Present the records from their first line through the line containing "[[212, 74]]", both included, as a Markdown table with the columns Row and Line, one numbered row per line and no blank lines.

· · · ·

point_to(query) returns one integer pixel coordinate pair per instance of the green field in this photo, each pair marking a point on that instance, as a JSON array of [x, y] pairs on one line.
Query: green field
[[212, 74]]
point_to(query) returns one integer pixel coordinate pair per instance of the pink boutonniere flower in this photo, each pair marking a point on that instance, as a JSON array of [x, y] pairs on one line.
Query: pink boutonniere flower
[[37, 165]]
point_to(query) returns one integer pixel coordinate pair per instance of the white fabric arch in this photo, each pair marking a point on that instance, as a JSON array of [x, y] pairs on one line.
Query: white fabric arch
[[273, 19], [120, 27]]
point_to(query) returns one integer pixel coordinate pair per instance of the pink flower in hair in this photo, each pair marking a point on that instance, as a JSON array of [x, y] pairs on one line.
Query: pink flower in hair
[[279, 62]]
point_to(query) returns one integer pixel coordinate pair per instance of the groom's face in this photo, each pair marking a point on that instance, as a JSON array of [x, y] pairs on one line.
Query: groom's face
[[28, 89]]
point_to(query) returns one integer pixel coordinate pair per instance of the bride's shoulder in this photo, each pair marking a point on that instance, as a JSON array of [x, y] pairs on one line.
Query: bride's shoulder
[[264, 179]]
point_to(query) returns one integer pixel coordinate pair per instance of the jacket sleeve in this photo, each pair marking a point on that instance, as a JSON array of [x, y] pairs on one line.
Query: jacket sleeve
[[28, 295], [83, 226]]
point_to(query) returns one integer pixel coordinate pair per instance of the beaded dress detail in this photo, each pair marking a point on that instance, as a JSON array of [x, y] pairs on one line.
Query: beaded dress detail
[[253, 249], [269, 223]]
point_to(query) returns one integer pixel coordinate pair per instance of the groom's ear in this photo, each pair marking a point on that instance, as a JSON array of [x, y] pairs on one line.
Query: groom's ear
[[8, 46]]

· · · ·

_Output below_.
| Row | Line |
|---|---|
| 1 | point_to(query) returns one integer pixel coordinate pair per instance of the green field in this photo, each pair marking a point on that instance, as a JSON array of [x, y] pairs on one line. |
| 2 | Query: green field |
| 3 | [[212, 74]] |